:: LISTING ::

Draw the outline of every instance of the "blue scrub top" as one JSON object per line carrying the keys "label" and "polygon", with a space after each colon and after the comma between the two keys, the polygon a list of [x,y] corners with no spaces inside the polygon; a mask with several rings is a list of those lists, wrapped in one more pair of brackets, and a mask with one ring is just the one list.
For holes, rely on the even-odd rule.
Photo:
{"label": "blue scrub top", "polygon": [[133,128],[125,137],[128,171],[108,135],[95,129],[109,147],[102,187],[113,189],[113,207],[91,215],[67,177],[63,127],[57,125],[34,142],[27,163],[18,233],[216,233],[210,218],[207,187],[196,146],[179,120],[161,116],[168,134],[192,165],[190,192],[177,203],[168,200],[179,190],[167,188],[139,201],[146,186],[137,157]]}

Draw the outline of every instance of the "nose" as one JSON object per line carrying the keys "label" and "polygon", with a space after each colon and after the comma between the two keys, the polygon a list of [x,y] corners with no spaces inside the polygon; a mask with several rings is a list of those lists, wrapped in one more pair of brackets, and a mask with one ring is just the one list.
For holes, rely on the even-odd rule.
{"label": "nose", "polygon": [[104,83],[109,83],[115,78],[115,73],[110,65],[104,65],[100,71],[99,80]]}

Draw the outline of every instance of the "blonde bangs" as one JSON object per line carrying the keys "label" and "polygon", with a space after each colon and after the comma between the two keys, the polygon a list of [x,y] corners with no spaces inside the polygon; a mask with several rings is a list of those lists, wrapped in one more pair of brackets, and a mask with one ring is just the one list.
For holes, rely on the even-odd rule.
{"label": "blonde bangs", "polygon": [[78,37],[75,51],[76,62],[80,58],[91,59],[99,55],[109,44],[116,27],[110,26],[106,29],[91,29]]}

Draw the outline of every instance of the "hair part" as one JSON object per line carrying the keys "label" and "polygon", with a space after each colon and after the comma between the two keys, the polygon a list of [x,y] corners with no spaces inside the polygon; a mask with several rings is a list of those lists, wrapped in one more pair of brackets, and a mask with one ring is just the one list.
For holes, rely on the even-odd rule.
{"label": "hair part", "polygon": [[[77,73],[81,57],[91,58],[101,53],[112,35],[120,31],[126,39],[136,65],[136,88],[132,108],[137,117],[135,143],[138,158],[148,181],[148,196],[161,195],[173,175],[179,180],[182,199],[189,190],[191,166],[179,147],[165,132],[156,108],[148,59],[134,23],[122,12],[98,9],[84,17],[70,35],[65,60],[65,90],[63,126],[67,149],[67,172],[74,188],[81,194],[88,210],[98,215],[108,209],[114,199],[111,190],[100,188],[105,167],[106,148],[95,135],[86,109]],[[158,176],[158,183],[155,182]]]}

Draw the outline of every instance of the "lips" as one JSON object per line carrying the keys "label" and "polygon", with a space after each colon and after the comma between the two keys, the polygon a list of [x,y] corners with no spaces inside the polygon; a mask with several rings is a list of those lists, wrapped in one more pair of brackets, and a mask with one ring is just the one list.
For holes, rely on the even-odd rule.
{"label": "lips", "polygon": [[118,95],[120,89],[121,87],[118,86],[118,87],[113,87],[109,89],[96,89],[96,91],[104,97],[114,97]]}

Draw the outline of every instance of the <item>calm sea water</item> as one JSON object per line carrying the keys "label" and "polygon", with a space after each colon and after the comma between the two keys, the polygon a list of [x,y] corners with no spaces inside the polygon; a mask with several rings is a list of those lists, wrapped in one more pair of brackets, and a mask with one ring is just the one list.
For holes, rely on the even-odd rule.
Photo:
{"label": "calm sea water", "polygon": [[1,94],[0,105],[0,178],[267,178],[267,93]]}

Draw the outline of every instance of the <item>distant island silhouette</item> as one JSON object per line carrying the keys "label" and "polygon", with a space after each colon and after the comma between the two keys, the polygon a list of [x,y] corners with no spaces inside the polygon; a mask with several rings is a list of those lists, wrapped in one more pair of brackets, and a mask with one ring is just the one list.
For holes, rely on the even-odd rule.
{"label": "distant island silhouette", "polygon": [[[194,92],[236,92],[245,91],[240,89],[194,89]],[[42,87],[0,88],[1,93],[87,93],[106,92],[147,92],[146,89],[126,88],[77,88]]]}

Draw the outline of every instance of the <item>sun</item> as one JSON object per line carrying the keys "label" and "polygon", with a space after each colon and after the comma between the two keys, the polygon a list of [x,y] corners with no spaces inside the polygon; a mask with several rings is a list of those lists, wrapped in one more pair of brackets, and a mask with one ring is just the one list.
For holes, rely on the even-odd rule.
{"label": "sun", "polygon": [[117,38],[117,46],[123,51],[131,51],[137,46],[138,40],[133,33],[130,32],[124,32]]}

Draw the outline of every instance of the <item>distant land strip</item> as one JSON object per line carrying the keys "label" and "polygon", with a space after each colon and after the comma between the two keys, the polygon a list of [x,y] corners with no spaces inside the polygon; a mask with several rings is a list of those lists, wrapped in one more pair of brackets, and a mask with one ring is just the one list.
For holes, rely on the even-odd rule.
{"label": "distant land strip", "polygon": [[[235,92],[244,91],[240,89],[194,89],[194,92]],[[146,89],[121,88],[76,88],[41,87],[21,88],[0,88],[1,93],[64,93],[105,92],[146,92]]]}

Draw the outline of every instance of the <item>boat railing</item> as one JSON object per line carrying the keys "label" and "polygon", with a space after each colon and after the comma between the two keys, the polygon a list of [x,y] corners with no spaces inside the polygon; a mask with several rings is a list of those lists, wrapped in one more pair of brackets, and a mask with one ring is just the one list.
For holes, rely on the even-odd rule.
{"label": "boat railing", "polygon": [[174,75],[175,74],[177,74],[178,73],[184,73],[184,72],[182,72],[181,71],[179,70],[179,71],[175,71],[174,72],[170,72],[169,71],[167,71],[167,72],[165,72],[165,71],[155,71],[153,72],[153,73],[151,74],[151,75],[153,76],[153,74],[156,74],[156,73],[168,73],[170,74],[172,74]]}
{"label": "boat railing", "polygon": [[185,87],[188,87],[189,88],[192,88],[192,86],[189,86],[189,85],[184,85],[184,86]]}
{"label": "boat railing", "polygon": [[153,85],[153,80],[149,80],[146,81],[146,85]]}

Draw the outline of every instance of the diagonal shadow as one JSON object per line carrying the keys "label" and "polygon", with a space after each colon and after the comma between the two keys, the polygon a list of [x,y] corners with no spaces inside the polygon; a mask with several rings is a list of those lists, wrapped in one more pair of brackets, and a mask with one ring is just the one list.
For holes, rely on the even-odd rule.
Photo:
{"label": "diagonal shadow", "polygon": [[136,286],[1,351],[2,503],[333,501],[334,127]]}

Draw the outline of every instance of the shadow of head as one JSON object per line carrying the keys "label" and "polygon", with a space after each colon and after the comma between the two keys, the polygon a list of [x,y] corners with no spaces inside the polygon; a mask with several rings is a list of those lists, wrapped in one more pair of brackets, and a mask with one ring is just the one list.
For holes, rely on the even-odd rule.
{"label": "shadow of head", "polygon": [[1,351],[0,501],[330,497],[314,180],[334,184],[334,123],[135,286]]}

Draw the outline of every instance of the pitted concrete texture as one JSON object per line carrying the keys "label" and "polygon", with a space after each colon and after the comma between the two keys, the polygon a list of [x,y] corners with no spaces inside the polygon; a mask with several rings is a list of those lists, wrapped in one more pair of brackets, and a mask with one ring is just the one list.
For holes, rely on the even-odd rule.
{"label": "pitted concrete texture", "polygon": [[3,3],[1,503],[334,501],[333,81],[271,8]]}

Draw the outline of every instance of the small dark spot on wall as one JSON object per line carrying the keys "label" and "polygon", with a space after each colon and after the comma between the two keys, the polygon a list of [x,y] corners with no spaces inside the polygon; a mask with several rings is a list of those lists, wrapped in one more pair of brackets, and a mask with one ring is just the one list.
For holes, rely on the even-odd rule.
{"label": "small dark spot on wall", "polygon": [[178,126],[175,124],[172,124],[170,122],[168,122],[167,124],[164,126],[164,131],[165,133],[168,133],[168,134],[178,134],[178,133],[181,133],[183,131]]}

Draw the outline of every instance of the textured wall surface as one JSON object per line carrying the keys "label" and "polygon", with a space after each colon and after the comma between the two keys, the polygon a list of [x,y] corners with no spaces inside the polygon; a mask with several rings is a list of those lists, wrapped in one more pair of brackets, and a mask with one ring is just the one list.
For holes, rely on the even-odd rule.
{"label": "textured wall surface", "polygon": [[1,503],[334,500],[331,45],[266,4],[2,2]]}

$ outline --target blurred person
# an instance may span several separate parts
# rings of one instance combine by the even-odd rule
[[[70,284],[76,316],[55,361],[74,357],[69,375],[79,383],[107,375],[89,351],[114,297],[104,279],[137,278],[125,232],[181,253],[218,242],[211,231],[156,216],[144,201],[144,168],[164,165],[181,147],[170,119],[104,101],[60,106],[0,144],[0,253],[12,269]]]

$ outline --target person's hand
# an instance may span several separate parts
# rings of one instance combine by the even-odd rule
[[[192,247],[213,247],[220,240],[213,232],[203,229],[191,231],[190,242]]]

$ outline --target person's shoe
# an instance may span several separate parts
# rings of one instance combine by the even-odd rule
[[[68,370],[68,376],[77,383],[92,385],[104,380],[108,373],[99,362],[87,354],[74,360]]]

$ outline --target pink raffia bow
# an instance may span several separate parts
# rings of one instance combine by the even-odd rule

:::

**GIVEN INSTRUCTION:**
Copy the lines exactly, starting with the line that contains "pink raffia bow" and going on through the end of the entries.

**RESULT OF THIS TASK:**
$ outline --target pink raffia bow
# an instance may span several separate parts
# rings of one instance combine by the even-odd rule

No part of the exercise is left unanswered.